Gather each line of the items below that contains the word "player". Treat case as significant.

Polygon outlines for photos
★ ★ ★ ★
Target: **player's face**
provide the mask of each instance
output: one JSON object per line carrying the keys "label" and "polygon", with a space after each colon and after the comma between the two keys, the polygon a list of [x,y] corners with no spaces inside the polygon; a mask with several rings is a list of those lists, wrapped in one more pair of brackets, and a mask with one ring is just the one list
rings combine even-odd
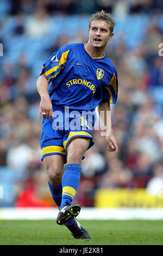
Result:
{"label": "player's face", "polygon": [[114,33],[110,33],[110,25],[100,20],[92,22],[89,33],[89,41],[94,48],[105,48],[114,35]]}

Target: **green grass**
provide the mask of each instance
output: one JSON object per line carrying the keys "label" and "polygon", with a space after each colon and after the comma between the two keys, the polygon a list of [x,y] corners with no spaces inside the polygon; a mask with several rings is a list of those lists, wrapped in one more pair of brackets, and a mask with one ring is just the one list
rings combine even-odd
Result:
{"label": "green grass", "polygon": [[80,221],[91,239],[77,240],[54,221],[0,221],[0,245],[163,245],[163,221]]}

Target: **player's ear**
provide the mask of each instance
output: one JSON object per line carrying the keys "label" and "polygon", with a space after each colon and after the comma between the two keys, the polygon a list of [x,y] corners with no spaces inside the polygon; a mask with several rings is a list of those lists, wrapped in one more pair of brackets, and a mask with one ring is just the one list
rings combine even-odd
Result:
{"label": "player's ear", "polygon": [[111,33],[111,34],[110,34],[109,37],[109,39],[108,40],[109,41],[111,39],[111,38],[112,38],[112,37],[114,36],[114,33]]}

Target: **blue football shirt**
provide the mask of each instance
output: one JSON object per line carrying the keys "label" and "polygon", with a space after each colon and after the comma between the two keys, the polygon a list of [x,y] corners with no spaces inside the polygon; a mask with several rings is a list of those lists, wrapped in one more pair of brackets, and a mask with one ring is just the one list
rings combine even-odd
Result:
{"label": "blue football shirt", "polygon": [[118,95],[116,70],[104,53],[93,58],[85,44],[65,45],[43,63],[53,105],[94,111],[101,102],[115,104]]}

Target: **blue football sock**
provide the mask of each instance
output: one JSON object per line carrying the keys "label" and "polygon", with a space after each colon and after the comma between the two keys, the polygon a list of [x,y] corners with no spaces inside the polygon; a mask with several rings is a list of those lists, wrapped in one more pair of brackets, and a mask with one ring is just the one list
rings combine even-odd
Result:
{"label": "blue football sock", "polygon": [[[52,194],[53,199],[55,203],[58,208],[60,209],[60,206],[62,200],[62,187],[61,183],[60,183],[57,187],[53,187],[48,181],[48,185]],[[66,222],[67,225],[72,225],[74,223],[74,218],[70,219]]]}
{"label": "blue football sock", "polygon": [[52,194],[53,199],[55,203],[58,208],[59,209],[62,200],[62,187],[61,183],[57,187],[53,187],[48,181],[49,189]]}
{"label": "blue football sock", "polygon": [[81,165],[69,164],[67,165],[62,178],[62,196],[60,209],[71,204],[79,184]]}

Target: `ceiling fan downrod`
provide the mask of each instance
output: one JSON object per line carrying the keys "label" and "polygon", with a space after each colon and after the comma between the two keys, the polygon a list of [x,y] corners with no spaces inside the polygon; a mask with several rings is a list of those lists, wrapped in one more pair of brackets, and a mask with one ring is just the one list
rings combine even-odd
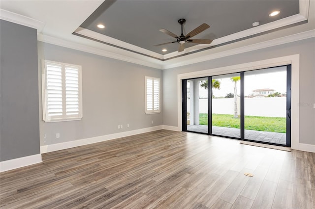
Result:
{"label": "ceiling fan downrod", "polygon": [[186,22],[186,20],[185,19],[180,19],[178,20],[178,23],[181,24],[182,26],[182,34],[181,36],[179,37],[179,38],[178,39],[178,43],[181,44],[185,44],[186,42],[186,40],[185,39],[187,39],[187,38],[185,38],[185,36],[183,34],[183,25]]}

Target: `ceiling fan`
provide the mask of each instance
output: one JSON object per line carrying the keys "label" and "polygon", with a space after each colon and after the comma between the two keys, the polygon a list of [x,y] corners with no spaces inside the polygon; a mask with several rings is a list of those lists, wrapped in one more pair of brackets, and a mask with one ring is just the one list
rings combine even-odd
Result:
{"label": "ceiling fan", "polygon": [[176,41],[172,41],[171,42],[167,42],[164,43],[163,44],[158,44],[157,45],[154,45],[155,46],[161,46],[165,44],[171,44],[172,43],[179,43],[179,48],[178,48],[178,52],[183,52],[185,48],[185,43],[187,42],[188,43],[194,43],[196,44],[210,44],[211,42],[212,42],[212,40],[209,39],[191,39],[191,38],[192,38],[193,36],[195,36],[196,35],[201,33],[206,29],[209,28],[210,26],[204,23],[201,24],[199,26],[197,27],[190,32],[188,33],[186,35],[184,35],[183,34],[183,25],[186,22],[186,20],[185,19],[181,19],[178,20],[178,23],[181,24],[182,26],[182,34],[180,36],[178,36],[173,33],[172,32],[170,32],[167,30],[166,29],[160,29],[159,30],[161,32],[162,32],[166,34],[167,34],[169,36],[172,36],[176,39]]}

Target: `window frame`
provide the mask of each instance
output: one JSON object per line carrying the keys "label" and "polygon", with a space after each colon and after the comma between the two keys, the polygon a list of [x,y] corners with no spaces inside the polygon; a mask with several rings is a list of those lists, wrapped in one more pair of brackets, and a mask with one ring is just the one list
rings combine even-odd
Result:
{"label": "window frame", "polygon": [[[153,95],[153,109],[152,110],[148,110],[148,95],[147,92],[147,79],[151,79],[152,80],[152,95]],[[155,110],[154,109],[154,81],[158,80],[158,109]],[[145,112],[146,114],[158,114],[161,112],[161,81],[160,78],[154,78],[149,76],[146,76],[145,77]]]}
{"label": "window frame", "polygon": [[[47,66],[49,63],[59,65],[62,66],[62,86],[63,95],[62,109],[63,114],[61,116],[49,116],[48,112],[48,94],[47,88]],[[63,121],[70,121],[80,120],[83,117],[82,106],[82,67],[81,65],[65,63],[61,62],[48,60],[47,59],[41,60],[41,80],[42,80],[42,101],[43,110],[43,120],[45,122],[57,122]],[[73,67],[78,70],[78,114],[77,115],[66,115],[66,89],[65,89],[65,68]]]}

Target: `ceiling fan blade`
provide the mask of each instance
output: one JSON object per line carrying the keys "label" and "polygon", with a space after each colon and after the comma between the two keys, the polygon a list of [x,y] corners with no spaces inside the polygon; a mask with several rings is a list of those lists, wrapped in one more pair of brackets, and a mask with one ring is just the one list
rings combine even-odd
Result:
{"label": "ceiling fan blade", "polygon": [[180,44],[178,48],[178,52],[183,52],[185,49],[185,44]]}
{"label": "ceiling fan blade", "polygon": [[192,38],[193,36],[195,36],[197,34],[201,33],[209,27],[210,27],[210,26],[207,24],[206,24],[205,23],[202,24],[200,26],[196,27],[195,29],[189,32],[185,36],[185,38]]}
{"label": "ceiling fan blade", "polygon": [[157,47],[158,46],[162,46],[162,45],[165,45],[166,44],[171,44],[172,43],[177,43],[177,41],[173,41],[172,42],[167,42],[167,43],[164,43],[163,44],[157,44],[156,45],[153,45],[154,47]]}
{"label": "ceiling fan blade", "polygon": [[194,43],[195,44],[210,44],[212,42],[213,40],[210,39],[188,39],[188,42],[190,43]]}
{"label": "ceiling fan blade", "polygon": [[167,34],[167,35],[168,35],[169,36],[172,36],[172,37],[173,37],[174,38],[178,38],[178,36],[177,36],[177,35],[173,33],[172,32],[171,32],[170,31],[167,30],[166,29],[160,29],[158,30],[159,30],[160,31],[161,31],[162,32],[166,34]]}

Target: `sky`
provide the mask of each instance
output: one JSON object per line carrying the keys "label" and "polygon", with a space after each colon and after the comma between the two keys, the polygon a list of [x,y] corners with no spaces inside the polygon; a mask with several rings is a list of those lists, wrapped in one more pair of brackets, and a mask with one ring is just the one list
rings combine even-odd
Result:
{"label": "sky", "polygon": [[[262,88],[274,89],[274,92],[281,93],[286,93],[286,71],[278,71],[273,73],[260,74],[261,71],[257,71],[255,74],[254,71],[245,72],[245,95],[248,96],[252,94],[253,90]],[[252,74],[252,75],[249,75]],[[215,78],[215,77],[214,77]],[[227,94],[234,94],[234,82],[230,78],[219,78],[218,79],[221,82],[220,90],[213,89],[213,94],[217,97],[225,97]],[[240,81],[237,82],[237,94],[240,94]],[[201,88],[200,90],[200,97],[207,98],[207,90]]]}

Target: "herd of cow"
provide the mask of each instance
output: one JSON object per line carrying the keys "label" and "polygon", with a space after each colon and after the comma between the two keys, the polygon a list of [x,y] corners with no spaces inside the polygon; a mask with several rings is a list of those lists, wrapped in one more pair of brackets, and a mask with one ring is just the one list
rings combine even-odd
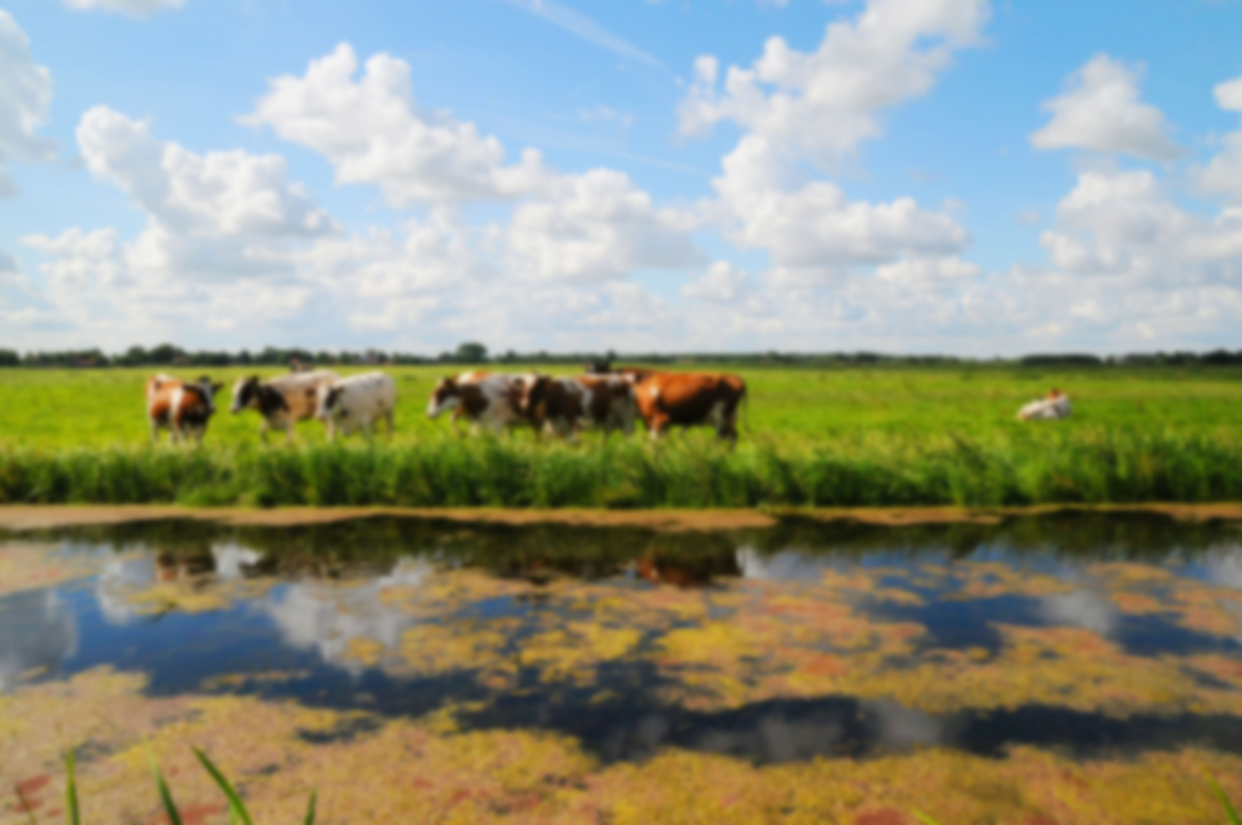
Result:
★ ★ ★ ★
▶ [Result for this exercise]
Target: **player's face**
{"label": "player's face", "polygon": [[114,33],[110,33],[110,25],[100,20],[92,22],[89,33],[89,41],[94,48],[105,48],[114,35]]}
Target: **player's ear**
{"label": "player's ear", "polygon": [[111,33],[111,34],[110,34],[109,37],[109,39],[108,40],[109,41],[111,39],[111,38],[112,38],[112,37],[114,36],[114,33]]}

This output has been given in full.